(Saved data entries)
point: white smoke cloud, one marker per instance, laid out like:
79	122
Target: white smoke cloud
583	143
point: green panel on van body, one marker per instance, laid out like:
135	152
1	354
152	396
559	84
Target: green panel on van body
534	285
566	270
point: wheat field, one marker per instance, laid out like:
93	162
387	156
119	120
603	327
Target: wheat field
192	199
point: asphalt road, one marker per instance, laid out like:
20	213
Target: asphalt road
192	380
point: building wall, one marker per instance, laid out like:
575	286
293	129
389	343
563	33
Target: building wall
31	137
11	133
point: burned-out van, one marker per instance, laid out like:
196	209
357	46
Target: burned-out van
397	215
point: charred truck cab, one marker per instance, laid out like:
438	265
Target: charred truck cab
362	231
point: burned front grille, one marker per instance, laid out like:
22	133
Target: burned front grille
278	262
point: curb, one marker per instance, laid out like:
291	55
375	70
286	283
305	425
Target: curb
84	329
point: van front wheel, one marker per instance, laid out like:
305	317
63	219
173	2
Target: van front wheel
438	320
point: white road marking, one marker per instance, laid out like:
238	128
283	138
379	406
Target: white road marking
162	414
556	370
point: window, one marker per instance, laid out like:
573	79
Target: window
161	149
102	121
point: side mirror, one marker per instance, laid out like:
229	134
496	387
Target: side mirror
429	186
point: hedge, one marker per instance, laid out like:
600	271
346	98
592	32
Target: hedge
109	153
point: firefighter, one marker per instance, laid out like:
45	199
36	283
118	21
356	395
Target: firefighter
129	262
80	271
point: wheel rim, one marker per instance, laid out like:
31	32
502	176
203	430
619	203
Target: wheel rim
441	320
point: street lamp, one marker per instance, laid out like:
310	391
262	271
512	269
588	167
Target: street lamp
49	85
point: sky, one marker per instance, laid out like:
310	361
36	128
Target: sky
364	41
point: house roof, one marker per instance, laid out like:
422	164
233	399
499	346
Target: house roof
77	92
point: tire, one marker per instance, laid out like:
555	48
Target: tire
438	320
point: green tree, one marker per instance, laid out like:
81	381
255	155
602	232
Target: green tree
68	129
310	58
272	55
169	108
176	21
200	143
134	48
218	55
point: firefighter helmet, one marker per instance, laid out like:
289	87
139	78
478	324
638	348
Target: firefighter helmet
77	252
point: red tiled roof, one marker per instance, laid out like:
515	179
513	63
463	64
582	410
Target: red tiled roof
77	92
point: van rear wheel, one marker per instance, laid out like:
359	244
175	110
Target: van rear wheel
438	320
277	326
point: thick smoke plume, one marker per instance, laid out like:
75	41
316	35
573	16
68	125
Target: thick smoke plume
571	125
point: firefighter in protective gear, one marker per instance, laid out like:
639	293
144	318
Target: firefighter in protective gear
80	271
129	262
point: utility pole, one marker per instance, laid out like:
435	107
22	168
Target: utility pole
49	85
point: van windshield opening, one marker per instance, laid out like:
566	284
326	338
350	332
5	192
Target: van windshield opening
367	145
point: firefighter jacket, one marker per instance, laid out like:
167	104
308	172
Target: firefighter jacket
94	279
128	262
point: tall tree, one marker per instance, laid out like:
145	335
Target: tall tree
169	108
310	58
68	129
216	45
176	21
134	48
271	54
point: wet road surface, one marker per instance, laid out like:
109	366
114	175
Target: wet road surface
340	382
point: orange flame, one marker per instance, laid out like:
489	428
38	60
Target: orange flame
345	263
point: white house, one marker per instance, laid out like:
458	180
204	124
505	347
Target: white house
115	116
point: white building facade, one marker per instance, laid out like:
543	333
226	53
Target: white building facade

---

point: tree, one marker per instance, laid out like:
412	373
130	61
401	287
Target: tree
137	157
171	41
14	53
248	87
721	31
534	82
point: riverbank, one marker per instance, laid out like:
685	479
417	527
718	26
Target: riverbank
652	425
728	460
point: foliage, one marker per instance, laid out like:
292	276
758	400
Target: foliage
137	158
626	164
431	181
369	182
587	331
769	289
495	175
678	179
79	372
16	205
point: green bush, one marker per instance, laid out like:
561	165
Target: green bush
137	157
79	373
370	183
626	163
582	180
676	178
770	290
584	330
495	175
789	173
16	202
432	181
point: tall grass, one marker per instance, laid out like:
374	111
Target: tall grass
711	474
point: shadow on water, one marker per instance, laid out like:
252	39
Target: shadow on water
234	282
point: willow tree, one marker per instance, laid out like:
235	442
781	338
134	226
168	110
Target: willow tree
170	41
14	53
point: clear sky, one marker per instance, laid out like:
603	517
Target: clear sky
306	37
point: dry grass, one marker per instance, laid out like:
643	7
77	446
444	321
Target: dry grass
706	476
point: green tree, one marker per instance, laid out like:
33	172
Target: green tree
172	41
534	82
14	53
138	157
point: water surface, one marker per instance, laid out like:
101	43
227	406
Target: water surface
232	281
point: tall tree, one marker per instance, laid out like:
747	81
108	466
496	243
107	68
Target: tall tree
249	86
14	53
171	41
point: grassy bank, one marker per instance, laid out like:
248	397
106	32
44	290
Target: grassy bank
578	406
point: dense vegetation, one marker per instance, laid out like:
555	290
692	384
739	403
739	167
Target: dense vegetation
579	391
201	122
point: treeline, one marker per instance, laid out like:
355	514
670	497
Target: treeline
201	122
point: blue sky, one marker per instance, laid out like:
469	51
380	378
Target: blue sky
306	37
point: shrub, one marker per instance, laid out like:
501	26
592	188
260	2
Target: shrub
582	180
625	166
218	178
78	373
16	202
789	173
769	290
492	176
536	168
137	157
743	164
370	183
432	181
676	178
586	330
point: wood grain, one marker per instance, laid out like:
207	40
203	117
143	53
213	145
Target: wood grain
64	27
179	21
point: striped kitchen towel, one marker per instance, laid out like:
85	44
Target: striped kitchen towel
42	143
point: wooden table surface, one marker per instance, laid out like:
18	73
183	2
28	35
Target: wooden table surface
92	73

■ TASK DESCRIPTION
Take the entries above and return only the lines from the one with "point: firefighter in" to the one with "Target: white building facade", both included, unchanged.

■ RESULT FOR THIS EXERCISE
point: firefighter in protective gear, one marker per instance, laid out like:
639	293
144	318
Target: firefighter in protective gear
80	271
129	262
point: utility pole, one marker per instance, laid out like:
435	107
22	168
Target: utility pole
49	85
point: van windshield opening, one marker per instance, laid out like:
566	284
326	338
350	332
5	192
Target: van windshield opening
367	145
point: firefighter jacket, one marker per instance, laid out like:
167	104
308	172
Target: firefighter jacket
94	279
128	262
point: tall tree, one marker per instance, laid out like:
145	335
Target: tall tree
169	108
310	58
68	129
216	45
176	21
134	48
271	54
point: wet road surface, one marker per instance, laid out like:
109	366
114	175
Target: wet road surface
340	382
point: orange flame, one marker per instance, laid out like:
489	428
38	60
Target: orange flame
345	263
point: white house, one marker per instance, laid out like:
458	180
204	124
505	347
Target: white house
115	116
point: white building facade, one marker per instance, laid out like:
543	333
226	53
Target: white building facade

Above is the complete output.